▸ **DOCUMENT SECTION**:
While there are hundreds of combinations of ways to analyze hitters, there are good ways, and there are less-good ways. Some methods of analysis are more predictive and reliable than others. To avoid beating a dead horse, I refer you to Colin Charles and Scott Chu’s advanced statistics article, but we will go over several of the statistics that they’ve outlined. For brevity, we will give quick and easy reasons for using some statistics as opposed to others, but if you want a more fleshed-out explanation for them, feel free to check out their article or leave a comment.

 

Starting Point

 

Often, the first things to look at are how good the player is on the surface. For starters, that should require a quick glance at FanGraphs and Baseball Savant. For the former, you can start with very surface-level information: What is the player’s walk percentage, strikeout percentage, ISO, wRC+, and BABIP? That addresses some information very quickly—very grossly, what is their level of plate discipline? How much raw power are they displaying? How do they compare when adjusted for park factors and to the league? Is there anything wonky in the luck department (i.e., is it sustainable?).

▸ **TASK DESCRIPTION**: Print the part of the passage on analyzing hitters that runs from "Often, the first" up to and including "is it sustainable?).", copying it word for word.

▸ **DATA LINES**:
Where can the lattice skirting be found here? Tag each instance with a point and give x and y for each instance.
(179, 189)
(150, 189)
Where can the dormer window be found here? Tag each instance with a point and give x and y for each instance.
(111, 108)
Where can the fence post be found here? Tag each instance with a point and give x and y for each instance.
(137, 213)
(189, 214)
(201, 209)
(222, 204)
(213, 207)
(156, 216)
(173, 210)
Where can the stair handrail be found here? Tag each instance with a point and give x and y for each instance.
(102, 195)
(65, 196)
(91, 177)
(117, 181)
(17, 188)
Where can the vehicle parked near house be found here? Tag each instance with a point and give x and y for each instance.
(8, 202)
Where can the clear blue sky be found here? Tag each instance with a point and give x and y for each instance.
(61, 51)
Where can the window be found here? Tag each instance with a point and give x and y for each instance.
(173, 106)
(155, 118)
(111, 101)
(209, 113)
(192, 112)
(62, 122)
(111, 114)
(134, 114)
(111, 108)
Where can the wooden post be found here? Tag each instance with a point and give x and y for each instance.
--
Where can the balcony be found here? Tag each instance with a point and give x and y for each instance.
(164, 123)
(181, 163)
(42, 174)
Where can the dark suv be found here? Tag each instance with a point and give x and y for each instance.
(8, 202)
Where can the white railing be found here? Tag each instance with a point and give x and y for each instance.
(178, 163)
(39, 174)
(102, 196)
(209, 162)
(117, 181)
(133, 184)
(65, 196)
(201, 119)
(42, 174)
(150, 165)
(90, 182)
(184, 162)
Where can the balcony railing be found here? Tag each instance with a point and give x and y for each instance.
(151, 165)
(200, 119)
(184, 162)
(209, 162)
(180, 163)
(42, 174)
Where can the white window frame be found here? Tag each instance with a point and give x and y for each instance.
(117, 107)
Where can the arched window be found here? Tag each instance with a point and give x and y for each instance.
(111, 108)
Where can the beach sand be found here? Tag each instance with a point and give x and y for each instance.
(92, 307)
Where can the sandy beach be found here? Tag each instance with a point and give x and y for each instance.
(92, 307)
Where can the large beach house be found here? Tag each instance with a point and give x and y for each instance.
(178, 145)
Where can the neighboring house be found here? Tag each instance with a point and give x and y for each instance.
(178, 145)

▸ **FINAL RESULT**:
Often, the first things to look at are how good the player is on the surface. For starters, that should require a quick glance at FanGraphs and Baseball Savant. For the former, you can start with very surface-level information: What is the player’s walk percentage, strikeout percentage, ISO, wRC+, and BABIP? That addresses some information very quickly—very grossly, what is their level of plate discipline? How much raw power are they displaying? How do they compare when adjusted for park factors and to the league? Is there anything wonky in the luck department (i.e., is it sustainable?).